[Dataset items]
______________________________

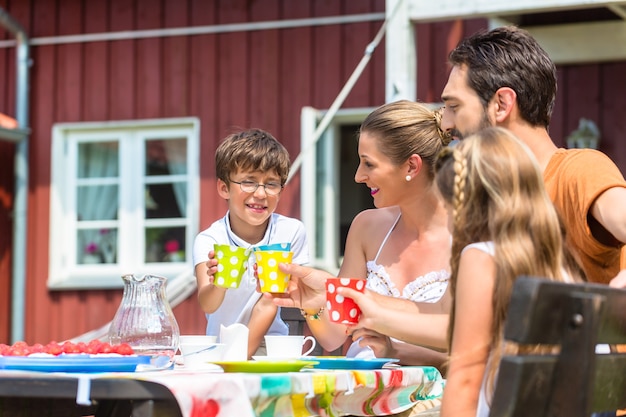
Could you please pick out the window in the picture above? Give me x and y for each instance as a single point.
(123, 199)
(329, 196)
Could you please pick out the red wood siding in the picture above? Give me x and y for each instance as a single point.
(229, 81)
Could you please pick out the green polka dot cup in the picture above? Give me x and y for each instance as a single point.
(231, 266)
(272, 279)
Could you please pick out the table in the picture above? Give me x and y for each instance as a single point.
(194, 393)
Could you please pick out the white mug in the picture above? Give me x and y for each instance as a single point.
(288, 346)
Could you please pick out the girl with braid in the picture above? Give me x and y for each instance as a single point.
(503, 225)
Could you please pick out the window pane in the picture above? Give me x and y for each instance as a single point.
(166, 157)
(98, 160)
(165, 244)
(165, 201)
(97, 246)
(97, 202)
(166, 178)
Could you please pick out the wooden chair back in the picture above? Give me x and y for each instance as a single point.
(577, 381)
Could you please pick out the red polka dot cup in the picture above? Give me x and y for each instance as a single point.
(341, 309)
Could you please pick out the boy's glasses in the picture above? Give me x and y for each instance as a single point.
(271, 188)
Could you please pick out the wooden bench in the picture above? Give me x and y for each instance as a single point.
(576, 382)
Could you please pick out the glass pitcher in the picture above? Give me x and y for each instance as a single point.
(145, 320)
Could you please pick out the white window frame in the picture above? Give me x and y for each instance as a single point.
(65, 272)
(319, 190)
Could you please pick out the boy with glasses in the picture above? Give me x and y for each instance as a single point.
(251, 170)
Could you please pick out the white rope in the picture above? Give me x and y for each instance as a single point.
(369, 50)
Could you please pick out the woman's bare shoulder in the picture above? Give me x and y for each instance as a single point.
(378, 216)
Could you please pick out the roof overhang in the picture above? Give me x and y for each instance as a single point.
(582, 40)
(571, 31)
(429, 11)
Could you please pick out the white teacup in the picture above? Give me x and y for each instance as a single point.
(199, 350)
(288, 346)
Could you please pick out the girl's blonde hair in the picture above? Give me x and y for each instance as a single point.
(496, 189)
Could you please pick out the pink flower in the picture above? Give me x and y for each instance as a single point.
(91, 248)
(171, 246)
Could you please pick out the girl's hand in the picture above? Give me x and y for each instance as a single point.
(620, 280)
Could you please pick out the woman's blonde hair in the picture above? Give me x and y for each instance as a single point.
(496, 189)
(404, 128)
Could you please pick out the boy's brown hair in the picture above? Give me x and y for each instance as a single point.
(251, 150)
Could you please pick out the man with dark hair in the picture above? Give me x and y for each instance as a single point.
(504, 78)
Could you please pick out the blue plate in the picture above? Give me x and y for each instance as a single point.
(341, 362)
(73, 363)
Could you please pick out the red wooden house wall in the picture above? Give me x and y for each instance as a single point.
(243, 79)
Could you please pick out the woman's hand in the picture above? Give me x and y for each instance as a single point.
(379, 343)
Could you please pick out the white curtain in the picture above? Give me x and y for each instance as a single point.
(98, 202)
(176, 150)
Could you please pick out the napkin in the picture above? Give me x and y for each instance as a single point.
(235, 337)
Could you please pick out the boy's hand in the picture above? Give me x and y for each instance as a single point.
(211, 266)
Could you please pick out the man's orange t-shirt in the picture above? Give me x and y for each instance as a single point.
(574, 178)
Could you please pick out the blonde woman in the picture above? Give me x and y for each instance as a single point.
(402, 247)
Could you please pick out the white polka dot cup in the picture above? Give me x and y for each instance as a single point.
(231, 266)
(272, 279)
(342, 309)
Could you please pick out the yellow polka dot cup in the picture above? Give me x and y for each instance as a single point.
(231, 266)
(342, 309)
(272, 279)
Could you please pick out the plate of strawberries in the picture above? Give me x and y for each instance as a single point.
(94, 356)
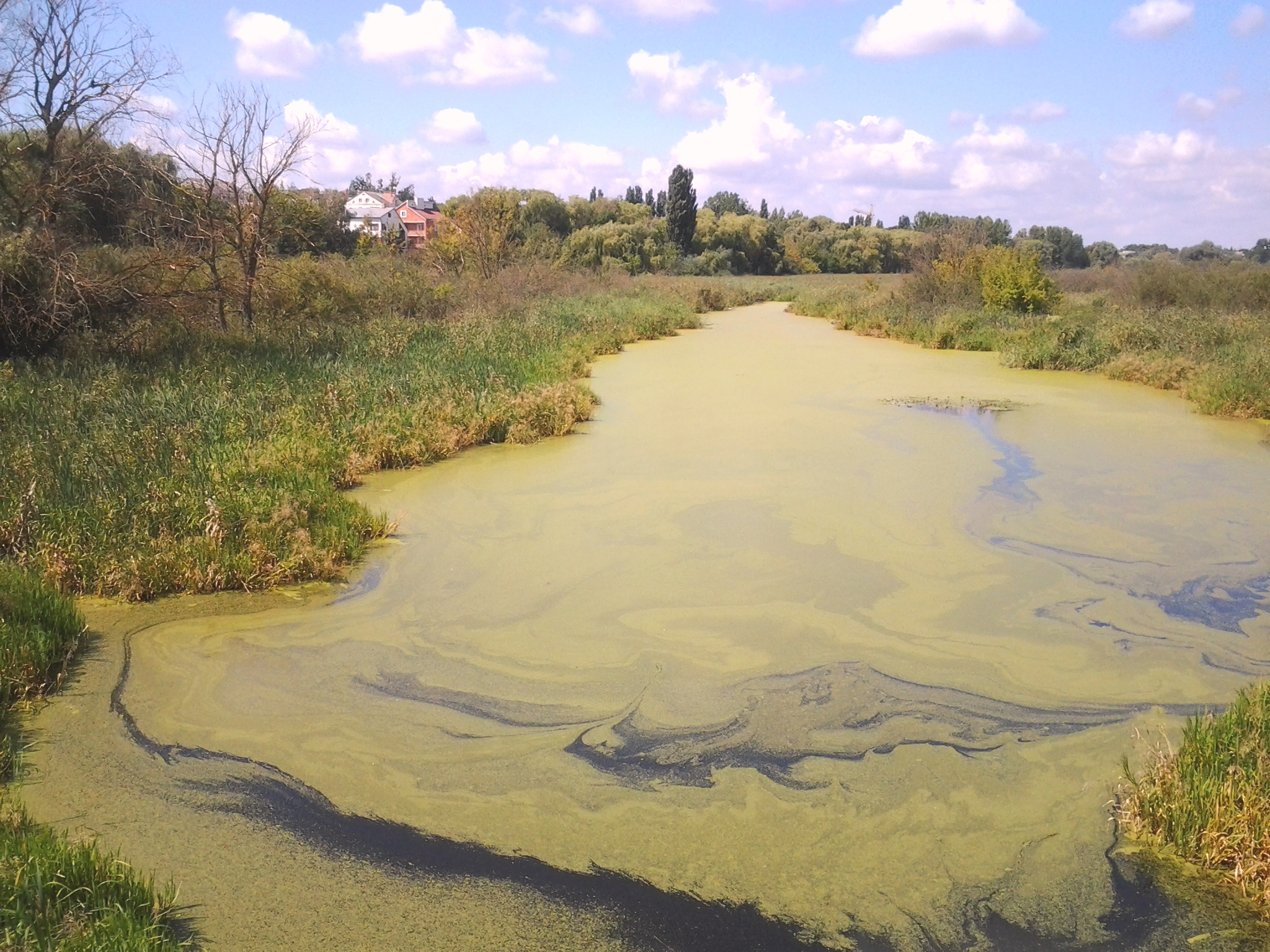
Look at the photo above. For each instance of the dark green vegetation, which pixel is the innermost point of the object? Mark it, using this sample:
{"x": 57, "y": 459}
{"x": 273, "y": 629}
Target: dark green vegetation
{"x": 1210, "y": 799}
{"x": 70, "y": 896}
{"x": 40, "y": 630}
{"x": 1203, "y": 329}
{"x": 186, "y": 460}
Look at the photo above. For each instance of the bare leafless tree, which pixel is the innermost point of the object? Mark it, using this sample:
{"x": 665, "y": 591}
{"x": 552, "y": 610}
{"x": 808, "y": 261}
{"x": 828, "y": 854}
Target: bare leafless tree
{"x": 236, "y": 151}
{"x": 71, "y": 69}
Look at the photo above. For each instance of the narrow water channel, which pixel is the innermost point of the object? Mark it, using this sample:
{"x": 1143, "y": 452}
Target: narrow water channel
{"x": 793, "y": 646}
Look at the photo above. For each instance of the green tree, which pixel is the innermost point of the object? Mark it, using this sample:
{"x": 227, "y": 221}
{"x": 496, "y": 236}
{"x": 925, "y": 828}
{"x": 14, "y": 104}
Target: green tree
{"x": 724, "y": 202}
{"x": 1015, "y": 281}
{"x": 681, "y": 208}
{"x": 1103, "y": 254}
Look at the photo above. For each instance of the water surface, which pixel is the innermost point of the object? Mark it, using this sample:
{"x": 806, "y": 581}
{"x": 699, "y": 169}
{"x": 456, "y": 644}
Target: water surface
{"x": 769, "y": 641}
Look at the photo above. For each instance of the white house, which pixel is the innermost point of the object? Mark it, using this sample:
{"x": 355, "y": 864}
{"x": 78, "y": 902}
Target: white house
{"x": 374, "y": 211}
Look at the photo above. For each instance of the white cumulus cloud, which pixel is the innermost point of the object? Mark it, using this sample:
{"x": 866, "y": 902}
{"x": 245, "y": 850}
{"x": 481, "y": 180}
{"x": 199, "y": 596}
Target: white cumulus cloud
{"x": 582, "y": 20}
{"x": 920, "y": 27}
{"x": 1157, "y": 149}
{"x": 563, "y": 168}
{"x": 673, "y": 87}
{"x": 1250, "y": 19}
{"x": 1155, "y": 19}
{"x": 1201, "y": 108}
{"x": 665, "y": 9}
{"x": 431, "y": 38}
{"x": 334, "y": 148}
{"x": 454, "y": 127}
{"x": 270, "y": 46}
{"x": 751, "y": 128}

______________________________

• [Exercise task]
Write out, word for word, the line containing "Look at the photo above. For each instance of the narrow" and every line after it to the end of the data above.

• [Worked answer]
Look at the photo above. For each instance of the narrow water channel, which pixel is the innermost point of the object? Mark it, using this sample:
{"x": 1143, "y": 452}
Target: narrow water channel
{"x": 793, "y": 646}
Look at the photo above. For each instance of the green tree, which pixel is the innermost point of the object? Mark it, using this sample:
{"x": 227, "y": 221}
{"x": 496, "y": 236}
{"x": 925, "y": 828}
{"x": 14, "y": 104}
Target: green tree
{"x": 724, "y": 202}
{"x": 1015, "y": 281}
{"x": 681, "y": 208}
{"x": 1103, "y": 254}
Look at the photo above. For each instance of the water surface, which pixel is the innermost point of the object? Mark it, using this sample:
{"x": 806, "y": 581}
{"x": 699, "y": 169}
{"x": 456, "y": 644}
Target: water surface
{"x": 769, "y": 641}
Look at the photo above. For each instance of the white house, which pixel is the innermost point of the object? Mark it, using this sample:
{"x": 355, "y": 864}
{"x": 78, "y": 902}
Target: white house
{"x": 374, "y": 211}
Look at the photo above. For each instance of the white cumulus cloud, which pixel is the innermost point of the object? Mark it, using this sample:
{"x": 866, "y": 902}
{"x": 245, "y": 850}
{"x": 481, "y": 180}
{"x": 199, "y": 596}
Target: white cumulus cloud
{"x": 582, "y": 20}
{"x": 920, "y": 27}
{"x": 1157, "y": 149}
{"x": 563, "y": 168}
{"x": 673, "y": 87}
{"x": 1250, "y": 19}
{"x": 1155, "y": 19}
{"x": 1201, "y": 108}
{"x": 665, "y": 9}
{"x": 431, "y": 38}
{"x": 334, "y": 148}
{"x": 454, "y": 127}
{"x": 270, "y": 46}
{"x": 751, "y": 128}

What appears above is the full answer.